> [Passage shown]:
^^^^^^^^

The Ghost in the Darkness – Shane Kessler
While walking back from an evening bow hunt I had about a mile walk through the swamps here in Louisiana. While walking with a small flashlight, I started to hear something following in the leaves behind me. I stopped, spun around, and it stopped. I start and it started. I again looked with a small light and couldn’t see anything. I start to hear coyotes and in my mind I’m thinking I’m being stalked. I take my large flashlight out and scan the woods. The closer I get to the truck, the faster I walk, and the faster the sound gets as well. By the time I get to the edge of the wood line I’m almost in a full sprint. Alone and armed only with my bow as I clear the woods, the noise stops. I sling my stand off my shoulders and grab my 9mm out of my truck and get ready for whatever is about to clear the woods. Five minutes pass and nothing happens! As I load my stand into my truck, I noticed that the rope I use to pull my bow up had got untied and was dragging in the leaves behind me. Yeah, I ran from my pull up rope…
Trying To Help Dad – Robert Angus
When I was a freshman in college in 1991, WVU (Lets Go Mountaineers!) always had thanksgiving break during opening week of rifle season in West Virginia. I had traveled the 3 hour trip home to hunt with my Step Dad for opening morning. A few years previous to this deer season, my Step Dad had undergone bypass surgery, so the amount of physical activity he was permitted by his doctor was somewhat limited. We were hunting at the bottom of a long hill which was about 200 yds to the creek from our truck. I left my step dad at the bottom of the hill and proceeded around the ridge to my stand. It wasn’t long after daybreak that I heard the report of his rifle, so I gathered my things and headed back in his direction. When I got to his stand, I found my Step Dad in the creek with a nice 8pt. He had just finished field dressing it and was tying the drag rope around the antlers. Knowing he shouldn’t be dragging the deer, I told him to carry the guns and I would drag the buck up the long hill to the truck. This is where the story gets interesting!

^^^^^^^^

> [Data for review]:

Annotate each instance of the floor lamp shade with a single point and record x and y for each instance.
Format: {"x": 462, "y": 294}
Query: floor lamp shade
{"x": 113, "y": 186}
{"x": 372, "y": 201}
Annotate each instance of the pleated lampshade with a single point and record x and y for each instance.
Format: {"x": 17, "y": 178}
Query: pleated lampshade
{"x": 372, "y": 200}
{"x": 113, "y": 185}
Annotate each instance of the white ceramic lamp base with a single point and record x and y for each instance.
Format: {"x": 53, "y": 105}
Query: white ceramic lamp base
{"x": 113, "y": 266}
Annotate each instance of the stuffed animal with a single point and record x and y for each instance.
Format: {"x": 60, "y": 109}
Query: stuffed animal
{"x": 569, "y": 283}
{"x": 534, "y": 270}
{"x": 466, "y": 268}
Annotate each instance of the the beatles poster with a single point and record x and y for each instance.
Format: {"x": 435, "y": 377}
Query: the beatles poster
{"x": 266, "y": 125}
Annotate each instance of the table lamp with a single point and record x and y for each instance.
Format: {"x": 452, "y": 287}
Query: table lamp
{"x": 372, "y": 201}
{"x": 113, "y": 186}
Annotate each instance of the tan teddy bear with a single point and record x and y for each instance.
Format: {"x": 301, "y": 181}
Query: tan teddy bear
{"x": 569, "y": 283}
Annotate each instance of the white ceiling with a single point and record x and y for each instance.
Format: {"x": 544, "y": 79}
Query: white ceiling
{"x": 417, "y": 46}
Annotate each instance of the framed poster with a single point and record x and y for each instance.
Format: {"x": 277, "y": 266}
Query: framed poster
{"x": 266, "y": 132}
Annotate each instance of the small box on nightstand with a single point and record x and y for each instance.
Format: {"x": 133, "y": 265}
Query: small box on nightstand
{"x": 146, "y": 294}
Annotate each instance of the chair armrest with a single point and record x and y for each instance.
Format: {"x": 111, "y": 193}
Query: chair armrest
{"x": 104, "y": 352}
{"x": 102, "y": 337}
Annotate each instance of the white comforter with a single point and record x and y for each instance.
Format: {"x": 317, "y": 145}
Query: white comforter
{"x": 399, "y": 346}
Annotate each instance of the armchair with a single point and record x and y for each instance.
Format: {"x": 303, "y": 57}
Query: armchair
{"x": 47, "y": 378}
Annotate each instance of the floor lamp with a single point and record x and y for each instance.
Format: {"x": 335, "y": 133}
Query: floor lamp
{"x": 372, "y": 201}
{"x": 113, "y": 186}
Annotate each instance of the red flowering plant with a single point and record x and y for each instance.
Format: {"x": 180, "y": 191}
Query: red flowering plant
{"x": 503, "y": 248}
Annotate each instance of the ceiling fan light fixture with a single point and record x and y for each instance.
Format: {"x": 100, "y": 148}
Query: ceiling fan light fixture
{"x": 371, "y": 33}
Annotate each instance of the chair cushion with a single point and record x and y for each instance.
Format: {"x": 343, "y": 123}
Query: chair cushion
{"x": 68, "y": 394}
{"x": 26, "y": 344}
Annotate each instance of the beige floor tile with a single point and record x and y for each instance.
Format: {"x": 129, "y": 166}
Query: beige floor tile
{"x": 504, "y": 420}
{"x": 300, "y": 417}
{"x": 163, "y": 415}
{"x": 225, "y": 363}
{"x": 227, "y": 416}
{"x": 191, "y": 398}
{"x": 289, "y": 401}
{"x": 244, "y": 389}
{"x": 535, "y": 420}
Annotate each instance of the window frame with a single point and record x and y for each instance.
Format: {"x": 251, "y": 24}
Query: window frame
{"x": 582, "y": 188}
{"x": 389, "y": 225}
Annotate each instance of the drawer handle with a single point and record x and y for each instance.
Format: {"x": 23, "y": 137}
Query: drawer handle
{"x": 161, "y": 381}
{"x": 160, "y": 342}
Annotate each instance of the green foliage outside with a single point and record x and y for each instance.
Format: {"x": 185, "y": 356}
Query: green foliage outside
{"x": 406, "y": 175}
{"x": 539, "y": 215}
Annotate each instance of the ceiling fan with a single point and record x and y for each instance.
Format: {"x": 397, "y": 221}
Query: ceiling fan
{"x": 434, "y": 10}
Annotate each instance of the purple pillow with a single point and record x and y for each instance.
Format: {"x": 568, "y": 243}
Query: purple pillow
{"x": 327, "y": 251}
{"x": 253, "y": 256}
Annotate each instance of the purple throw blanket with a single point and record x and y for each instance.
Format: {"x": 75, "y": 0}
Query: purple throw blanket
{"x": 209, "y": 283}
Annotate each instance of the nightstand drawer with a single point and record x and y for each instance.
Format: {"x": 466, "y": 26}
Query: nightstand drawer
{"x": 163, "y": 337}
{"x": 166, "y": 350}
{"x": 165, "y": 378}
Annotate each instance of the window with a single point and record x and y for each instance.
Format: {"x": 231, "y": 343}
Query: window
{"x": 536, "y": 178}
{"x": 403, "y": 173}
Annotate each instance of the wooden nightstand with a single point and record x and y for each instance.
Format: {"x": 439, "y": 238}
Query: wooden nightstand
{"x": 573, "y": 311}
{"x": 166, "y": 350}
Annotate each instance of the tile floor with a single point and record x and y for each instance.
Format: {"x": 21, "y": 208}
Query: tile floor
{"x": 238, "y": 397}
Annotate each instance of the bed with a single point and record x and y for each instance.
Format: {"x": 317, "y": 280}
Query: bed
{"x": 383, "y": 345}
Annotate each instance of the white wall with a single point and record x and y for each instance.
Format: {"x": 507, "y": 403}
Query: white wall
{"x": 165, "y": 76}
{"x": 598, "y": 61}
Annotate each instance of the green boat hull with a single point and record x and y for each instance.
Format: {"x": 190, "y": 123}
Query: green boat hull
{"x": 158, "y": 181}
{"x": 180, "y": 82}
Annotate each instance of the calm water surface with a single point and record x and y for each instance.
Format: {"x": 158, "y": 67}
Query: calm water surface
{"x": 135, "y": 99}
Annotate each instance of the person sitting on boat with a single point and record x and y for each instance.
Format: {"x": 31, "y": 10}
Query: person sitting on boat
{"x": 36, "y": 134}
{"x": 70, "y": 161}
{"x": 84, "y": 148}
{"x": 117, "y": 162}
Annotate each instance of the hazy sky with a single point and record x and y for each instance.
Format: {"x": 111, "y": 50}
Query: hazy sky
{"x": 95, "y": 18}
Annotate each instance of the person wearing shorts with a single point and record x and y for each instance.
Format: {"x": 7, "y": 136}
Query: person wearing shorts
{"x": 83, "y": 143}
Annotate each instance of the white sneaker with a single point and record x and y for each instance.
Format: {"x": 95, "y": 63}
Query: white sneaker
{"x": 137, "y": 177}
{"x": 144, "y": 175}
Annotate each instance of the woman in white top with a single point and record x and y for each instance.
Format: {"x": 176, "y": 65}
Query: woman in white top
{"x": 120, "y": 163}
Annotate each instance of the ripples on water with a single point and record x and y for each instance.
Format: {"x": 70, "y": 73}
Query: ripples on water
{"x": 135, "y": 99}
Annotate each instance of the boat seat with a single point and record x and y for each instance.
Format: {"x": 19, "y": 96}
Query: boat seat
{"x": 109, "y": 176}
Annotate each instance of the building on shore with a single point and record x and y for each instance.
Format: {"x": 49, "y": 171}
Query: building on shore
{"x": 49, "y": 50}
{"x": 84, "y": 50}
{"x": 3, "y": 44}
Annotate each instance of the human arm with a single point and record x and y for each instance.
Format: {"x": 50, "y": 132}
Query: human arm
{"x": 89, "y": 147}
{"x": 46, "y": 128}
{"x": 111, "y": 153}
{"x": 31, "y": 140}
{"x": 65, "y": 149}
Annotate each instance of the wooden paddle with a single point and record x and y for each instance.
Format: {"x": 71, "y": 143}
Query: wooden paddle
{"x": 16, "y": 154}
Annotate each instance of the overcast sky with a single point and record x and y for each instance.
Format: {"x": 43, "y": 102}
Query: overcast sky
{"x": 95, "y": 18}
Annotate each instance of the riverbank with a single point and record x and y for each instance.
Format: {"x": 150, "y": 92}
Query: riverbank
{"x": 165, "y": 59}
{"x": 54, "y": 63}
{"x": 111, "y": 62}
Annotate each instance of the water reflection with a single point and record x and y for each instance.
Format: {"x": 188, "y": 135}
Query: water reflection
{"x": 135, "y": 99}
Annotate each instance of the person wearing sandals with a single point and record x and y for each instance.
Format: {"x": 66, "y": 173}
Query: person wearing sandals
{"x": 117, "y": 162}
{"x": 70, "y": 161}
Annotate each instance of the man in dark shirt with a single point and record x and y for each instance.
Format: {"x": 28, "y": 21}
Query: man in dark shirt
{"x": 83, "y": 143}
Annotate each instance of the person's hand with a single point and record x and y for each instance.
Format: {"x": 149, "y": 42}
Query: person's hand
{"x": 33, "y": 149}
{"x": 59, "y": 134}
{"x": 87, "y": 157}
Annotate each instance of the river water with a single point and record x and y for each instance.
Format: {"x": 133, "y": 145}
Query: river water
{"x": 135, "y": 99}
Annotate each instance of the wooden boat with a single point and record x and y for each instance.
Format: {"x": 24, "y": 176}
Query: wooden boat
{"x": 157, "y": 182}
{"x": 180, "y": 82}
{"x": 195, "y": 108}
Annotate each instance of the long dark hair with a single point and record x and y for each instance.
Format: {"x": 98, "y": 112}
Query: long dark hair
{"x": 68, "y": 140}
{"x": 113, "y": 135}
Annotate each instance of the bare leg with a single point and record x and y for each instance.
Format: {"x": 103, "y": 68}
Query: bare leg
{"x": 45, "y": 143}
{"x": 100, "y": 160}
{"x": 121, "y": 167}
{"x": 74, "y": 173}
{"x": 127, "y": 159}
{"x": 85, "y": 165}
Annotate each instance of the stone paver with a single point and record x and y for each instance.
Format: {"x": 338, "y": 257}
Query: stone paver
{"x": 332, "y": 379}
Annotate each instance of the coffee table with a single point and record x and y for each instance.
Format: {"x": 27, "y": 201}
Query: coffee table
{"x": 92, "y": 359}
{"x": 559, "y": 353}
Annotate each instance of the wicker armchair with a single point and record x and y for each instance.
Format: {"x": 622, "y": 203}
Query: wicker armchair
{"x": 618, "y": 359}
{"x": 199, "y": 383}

^^^^^^^^

> [Required action]:
Please resume the hunting stories at the point where they stop, picking up with the buck being dragged up the hill to the truck. The items are drawn from a separate source.

> [Solved exercise]:
The bank coming out of the creek was very steep for the first 10-15 ft or so. It had rained earlier that week and the bank was plenty muddy. As you can imagine, I took one step forward and slid three steps back. Getting frustrated, I told my Step Dad that I was going to throw the buck over my shoulder to carry it the short distance out of the creek, and then I would lay it down and drag it the rest of the way to the truck. I had my Step Dad hold the deer waist high and I bent over to sling the deer up on my shoulder. Straining, I finally stood upright with the deer…you guessed it, my head went FULLY inside the carcass. The problem now was that I was so tired that I couldn’t lift it off. I had to bend over and let it slide off of my head. Needless to say, my head and face was covered with blood and whatever else remained in the deer after field dressing. I hadn’t eaten breakfast that morning, so now I am running around in circles gagging, trying to barf, but my stomach was totally empty. As you can imagine, my Step Dad was quite amused by this. “Way to go college boy!” I think was the phrase he used. Needless to say, I finally managed to get the deer to the top of the hill. By this time, I am exhausted lying beside the truck…still covered in blood from the deer. A gentleman from the power company happened to be driving by as I lay on the ground trying to catch my breath. He slammed on his brakes and ran his truck in the ditch. He jumped out and said, “Oh my God, what can I do!” He thought I had been shot. He and my Step Dad both got a good laugh at my expense once he realized the only thing hurt was my pride. I suppose on the bright side, I did get a heck of a story to tell. And believe me, the inside of a dead deer is nowhere you want to stick your head anytime soon!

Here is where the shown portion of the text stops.